--- HOW TO COMPLETE THIS TASK ---
Scan the records for the string "neck", then copy each line that has it.

* * *

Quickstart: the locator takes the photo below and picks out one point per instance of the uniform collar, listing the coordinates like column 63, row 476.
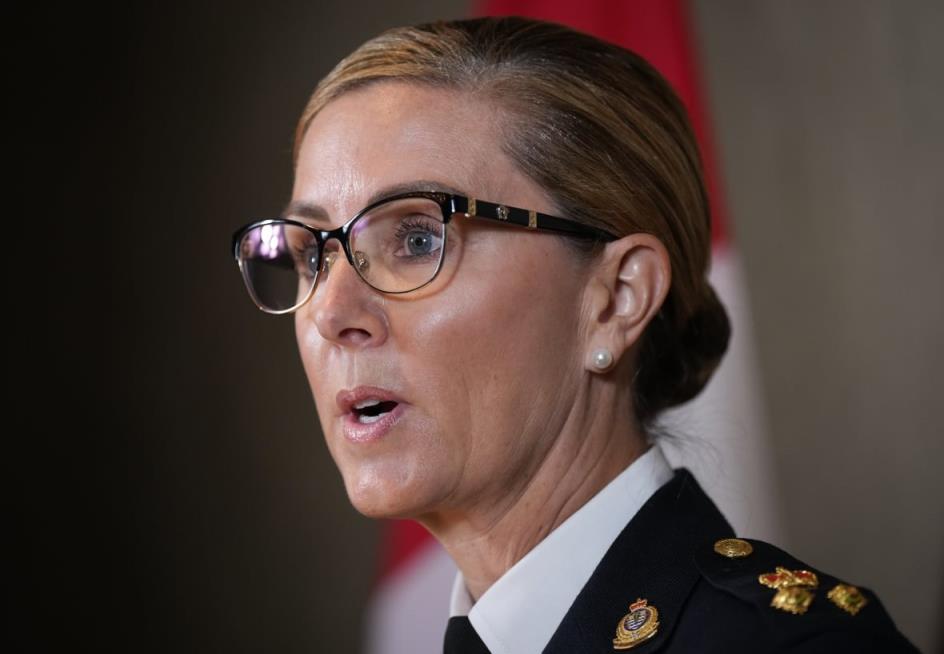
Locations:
column 653, row 560
column 519, row 613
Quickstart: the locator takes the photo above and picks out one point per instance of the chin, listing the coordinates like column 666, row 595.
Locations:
column 381, row 491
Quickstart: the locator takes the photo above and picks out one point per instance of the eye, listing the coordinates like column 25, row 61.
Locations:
column 418, row 237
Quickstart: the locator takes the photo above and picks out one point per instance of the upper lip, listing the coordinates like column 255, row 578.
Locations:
column 348, row 398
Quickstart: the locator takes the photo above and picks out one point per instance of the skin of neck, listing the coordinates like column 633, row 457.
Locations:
column 598, row 440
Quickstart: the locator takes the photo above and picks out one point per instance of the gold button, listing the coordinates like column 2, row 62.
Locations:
column 733, row 548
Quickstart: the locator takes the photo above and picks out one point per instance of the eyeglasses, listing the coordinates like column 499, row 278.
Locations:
column 396, row 245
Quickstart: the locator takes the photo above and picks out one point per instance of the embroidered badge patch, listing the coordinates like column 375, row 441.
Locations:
column 849, row 598
column 733, row 548
column 638, row 625
column 794, row 589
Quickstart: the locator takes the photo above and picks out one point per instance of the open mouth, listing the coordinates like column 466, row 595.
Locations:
column 372, row 410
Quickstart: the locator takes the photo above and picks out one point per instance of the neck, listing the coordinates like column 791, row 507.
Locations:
column 595, row 445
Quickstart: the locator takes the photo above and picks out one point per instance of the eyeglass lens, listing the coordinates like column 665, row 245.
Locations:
column 397, row 247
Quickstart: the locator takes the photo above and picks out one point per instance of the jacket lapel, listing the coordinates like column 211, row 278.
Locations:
column 650, row 560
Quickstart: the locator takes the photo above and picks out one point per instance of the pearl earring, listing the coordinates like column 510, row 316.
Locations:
column 602, row 359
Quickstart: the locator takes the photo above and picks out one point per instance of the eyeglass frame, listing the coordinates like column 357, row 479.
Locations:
column 450, row 204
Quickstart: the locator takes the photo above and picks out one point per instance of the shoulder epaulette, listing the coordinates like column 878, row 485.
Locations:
column 795, row 600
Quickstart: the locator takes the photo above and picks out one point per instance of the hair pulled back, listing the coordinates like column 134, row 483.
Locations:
column 606, row 138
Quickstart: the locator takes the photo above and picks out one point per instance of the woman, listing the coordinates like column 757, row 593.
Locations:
column 508, row 227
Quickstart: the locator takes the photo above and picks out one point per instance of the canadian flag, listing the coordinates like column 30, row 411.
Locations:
column 722, row 435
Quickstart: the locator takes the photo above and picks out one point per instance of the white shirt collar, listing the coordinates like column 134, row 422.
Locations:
column 520, row 612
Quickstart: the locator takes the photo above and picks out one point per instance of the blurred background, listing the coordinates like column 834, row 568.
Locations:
column 194, row 505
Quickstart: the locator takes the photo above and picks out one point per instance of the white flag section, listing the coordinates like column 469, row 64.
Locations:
column 720, row 436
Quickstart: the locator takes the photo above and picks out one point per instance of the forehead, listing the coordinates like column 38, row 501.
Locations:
column 394, row 133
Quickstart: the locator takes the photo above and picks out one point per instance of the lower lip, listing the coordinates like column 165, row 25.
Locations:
column 359, row 432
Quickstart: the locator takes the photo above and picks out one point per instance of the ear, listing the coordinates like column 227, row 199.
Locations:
column 624, row 292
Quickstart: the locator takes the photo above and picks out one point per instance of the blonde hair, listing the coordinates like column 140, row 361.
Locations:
column 604, row 135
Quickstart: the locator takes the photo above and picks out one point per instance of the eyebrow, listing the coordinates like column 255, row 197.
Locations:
column 316, row 212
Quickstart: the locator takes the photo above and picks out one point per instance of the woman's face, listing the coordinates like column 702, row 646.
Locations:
column 484, row 362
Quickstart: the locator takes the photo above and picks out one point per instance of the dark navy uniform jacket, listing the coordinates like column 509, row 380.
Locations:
column 707, row 603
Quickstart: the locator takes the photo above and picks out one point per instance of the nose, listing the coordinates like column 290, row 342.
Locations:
column 345, row 310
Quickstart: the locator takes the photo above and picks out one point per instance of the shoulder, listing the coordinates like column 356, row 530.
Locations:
column 767, row 596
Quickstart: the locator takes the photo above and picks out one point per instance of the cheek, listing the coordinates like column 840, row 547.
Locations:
column 498, row 341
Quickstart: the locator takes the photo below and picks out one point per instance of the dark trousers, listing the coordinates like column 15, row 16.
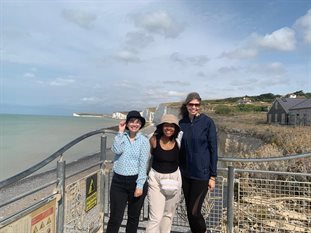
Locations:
column 195, row 192
column 122, row 195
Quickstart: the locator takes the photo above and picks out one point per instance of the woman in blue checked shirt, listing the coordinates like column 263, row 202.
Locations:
column 128, row 186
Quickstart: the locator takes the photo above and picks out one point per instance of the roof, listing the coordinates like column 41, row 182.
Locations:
column 306, row 103
column 288, row 103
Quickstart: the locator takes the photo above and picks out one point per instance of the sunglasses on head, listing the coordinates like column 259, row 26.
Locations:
column 195, row 105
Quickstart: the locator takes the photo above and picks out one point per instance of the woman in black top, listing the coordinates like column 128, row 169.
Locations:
column 198, row 159
column 164, row 181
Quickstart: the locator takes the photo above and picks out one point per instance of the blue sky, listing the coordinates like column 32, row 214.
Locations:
column 59, row 57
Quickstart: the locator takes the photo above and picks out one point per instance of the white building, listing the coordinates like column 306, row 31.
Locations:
column 119, row 115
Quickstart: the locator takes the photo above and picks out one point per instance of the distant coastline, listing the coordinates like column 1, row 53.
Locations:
column 81, row 114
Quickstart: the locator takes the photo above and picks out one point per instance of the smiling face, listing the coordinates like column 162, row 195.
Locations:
column 193, row 107
column 168, row 129
column 134, row 125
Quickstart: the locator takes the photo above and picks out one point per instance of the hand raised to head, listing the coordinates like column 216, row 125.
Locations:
column 122, row 126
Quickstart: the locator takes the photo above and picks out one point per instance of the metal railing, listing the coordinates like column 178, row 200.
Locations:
column 244, row 200
column 57, row 192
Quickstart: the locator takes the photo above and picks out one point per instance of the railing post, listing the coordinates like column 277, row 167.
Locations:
column 103, row 157
column 230, row 199
column 61, row 189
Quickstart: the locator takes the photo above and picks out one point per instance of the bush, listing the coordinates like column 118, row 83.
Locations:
column 250, row 108
column 223, row 109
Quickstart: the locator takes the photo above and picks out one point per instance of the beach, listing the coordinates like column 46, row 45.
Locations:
column 32, row 182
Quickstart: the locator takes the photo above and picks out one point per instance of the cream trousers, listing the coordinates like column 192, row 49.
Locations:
column 161, row 207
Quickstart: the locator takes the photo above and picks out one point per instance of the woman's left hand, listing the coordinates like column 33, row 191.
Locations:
column 138, row 192
column 211, row 183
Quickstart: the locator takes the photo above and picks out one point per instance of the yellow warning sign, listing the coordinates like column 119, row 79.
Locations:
column 43, row 219
column 91, row 192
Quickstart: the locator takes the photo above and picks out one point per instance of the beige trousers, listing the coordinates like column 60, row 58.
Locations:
column 161, row 207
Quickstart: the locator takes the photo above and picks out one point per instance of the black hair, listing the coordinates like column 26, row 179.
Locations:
column 191, row 96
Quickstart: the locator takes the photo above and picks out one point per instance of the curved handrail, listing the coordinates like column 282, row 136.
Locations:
column 52, row 157
column 268, row 159
column 59, row 152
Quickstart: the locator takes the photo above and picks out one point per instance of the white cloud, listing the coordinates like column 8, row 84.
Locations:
column 177, row 83
column 138, row 40
column 305, row 24
column 29, row 75
column 127, row 56
column 80, row 18
column 282, row 39
column 90, row 99
column 61, row 82
column 241, row 53
column 159, row 22
column 274, row 68
column 199, row 60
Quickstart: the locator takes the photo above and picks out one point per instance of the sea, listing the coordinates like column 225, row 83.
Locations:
column 28, row 139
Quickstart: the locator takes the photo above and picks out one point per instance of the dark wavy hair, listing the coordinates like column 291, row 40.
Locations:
column 191, row 96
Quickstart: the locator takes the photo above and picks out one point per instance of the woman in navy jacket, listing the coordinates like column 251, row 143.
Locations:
column 198, row 159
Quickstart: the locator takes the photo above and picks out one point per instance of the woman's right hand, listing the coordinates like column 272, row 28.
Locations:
column 122, row 126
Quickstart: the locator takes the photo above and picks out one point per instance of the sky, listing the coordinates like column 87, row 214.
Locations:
column 100, row 56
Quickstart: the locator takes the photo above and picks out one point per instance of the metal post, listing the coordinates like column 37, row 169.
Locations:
column 103, row 144
column 230, row 199
column 61, row 189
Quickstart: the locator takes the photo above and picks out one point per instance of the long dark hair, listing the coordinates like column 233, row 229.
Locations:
column 191, row 96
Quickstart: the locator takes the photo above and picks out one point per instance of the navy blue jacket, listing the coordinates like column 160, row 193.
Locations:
column 198, row 152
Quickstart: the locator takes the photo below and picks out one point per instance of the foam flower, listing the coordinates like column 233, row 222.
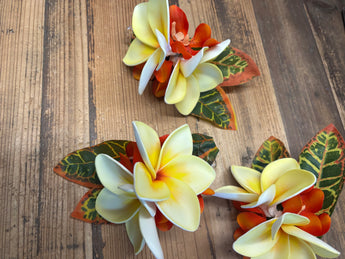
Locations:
column 170, row 176
column 281, row 237
column 180, row 41
column 151, row 26
column 279, row 181
column 192, row 76
column 118, row 203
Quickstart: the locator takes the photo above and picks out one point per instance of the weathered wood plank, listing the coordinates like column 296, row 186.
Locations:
column 21, row 37
column 328, row 28
column 300, row 81
column 64, row 128
column 306, row 74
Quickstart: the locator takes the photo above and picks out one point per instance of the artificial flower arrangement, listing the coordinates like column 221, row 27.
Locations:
column 158, row 182
column 187, row 72
column 285, row 206
column 155, row 182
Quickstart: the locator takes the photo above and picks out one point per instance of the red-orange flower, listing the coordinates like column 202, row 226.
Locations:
column 180, row 41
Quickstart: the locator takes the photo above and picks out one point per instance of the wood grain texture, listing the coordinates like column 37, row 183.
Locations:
column 63, row 86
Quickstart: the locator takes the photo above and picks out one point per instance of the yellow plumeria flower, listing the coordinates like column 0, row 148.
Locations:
column 193, row 76
column 281, row 238
column 170, row 175
column 151, row 26
column 279, row 181
column 118, row 203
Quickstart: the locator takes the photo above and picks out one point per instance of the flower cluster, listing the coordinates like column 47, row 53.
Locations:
column 162, row 48
column 156, row 184
column 278, row 217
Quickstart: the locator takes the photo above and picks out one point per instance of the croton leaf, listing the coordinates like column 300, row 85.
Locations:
column 86, row 208
column 204, row 147
column 324, row 156
column 237, row 67
column 79, row 166
column 272, row 149
column 215, row 106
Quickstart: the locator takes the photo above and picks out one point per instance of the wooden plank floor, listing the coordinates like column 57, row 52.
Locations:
column 63, row 86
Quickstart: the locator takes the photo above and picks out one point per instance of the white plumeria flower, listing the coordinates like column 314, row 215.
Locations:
column 281, row 238
column 170, row 175
column 118, row 203
column 151, row 26
column 193, row 76
column 279, row 181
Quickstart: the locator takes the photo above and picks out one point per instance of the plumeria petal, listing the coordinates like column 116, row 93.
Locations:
column 182, row 208
column 288, row 219
column 187, row 67
column 137, row 53
column 112, row 174
column 177, row 86
column 299, row 249
column 189, row 102
column 158, row 14
column 292, row 183
column 178, row 143
column 134, row 234
column 149, row 231
column 164, row 46
column 149, row 68
column 147, row 189
column 247, row 220
column 178, row 16
column 256, row 241
column 265, row 198
column 192, row 170
column 319, row 247
column 208, row 76
column 116, row 208
column 213, row 52
column 280, row 250
column 150, row 207
column 314, row 227
column 248, row 178
column 148, row 144
column 235, row 193
column 128, row 188
column 141, row 26
column 274, row 170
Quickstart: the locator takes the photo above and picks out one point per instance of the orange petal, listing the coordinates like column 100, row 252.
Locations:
column 201, row 203
column 293, row 205
column 210, row 42
column 248, row 220
column 208, row 191
column 126, row 162
column 158, row 89
column 202, row 34
column 178, row 47
column 163, row 74
column 314, row 227
column 137, row 70
column 177, row 15
column 238, row 232
column 313, row 200
column 325, row 222
column 162, row 222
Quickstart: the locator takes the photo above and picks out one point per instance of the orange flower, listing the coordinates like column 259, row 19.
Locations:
column 180, row 42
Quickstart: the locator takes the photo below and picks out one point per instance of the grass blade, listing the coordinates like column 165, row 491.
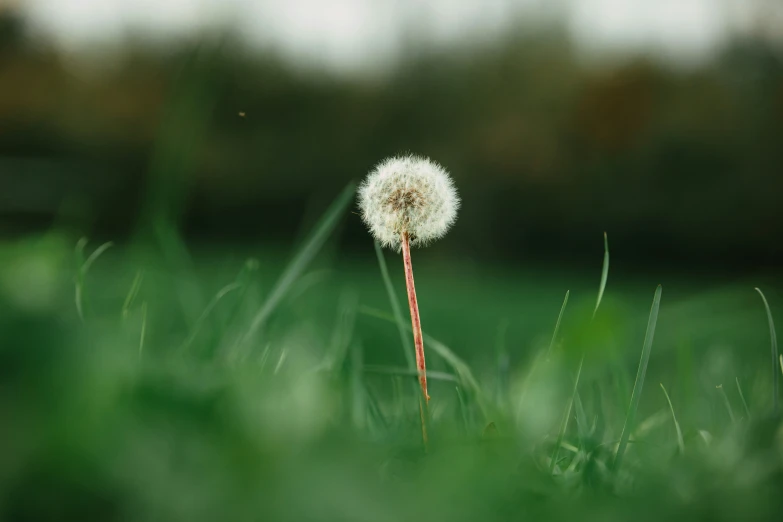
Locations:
column 604, row 275
column 143, row 328
column 207, row 311
column 132, row 293
column 407, row 347
column 461, row 368
column 306, row 253
column 83, row 268
column 392, row 370
column 727, row 403
column 566, row 417
column 774, row 342
column 680, row 441
column 742, row 396
column 557, row 324
column 638, row 385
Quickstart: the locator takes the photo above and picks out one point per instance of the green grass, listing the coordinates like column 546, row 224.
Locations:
column 289, row 394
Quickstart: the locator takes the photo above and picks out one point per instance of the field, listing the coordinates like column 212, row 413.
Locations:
column 157, row 381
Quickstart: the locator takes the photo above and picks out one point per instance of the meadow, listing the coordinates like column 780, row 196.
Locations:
column 156, row 380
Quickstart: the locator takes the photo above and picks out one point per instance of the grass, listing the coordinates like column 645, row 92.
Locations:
column 145, row 410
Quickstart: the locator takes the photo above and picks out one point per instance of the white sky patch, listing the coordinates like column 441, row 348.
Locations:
column 679, row 26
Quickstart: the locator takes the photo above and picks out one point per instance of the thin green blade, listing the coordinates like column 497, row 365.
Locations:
column 640, row 374
column 774, row 342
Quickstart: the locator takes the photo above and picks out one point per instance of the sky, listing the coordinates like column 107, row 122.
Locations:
column 355, row 33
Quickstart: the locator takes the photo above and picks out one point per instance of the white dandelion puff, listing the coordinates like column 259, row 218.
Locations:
column 408, row 195
column 409, row 201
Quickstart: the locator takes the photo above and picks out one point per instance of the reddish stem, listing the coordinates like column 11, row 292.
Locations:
column 418, row 341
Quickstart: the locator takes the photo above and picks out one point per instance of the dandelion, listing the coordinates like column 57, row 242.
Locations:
column 409, row 201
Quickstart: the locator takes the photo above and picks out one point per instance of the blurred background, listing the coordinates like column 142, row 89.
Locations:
column 657, row 121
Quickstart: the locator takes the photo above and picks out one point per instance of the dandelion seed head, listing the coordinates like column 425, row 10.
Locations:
column 408, row 194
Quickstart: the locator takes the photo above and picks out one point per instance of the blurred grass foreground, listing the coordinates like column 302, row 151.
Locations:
column 200, row 367
column 141, row 384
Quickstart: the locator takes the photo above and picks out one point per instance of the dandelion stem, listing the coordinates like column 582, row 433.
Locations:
column 418, row 340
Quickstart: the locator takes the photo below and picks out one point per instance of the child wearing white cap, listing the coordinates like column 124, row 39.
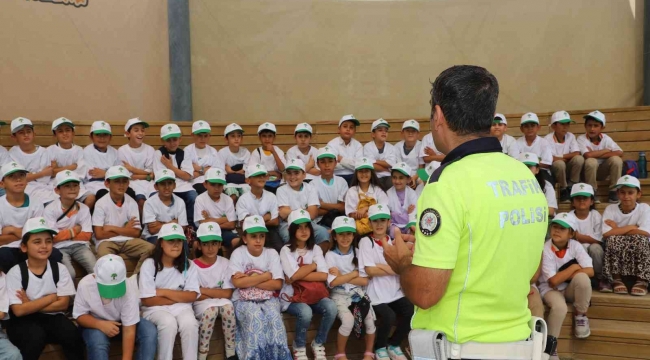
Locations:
column 626, row 230
column 169, row 284
column 72, row 221
column 107, row 306
column 256, row 273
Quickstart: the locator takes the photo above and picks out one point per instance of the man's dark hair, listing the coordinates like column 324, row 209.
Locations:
column 468, row 97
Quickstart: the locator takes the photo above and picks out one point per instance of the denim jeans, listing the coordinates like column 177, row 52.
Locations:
column 303, row 313
column 146, row 342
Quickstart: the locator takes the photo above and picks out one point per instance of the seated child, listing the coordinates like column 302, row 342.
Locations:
column 384, row 289
column 626, row 231
column 602, row 154
column 216, row 290
column 566, row 154
column 115, row 220
column 107, row 306
column 39, row 292
column 36, row 160
column 72, row 221
column 163, row 207
column 347, row 148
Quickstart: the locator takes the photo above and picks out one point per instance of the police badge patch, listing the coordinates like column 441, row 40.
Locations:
column 429, row 222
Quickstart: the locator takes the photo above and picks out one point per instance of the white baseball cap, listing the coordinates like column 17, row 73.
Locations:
column 201, row 127
column 379, row 122
column 170, row 131
column 132, row 122
column 344, row 224
column 116, row 172
column 254, row 224
column 378, row 211
column 232, row 127
column 20, row 122
column 529, row 118
column 110, row 275
column 100, row 127
column 171, row 231
column 61, row 121
column 266, row 126
column 209, row 231
column 63, row 177
column 349, row 117
column 596, row 115
column 216, row 176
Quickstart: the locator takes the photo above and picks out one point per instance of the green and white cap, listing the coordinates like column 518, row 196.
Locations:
column 164, row 174
column 132, row 122
column 61, row 121
column 170, row 131
column 378, row 211
column 344, row 224
column 596, row 115
column 20, row 122
column 209, row 231
column 216, row 176
column 116, row 172
column 232, row 127
column 565, row 220
column 36, row 225
column 110, row 275
column 582, row 189
column 254, row 224
column 299, row 216
column 529, row 118
column 303, row 127
column 10, row 168
column 171, row 231
column 411, row 124
column 64, row 177
column 266, row 126
column 379, row 122
column 529, row 159
column 255, row 170
column 201, row 127
column 629, row 181
column 562, row 117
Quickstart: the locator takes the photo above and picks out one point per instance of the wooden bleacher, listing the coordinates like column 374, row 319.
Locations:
column 620, row 324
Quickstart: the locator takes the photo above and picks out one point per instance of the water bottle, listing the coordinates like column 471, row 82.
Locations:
column 643, row 165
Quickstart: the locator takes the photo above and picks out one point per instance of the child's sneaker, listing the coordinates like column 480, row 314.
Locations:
column 395, row 353
column 581, row 329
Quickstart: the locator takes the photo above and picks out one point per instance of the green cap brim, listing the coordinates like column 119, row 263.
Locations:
column 112, row 291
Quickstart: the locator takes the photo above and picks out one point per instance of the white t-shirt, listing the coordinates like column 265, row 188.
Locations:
column 606, row 142
column 39, row 287
column 290, row 265
column 640, row 216
column 241, row 261
column 155, row 210
column 108, row 213
column 125, row 309
column 352, row 197
column 81, row 217
column 216, row 209
column 370, row 150
column 248, row 204
column 216, row 276
column 381, row 289
column 551, row 263
column 413, row 159
column 167, row 278
column 350, row 153
column 18, row 216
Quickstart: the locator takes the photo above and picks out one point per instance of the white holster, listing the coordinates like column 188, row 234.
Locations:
column 433, row 345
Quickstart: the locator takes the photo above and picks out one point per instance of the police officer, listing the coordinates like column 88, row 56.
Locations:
column 482, row 219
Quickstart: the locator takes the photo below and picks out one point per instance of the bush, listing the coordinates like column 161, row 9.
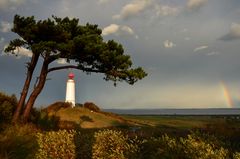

* * *

--- TASK SOLUTION ---
Quickstart: the locator takes the photo above and picks out one point per instance of the skin of neck, listing the coordinates like column 633, row 457.
Quickstart: the locator takes the photo above and picks out one point per instance of the neck, listing the coordinates like column 791, row 507.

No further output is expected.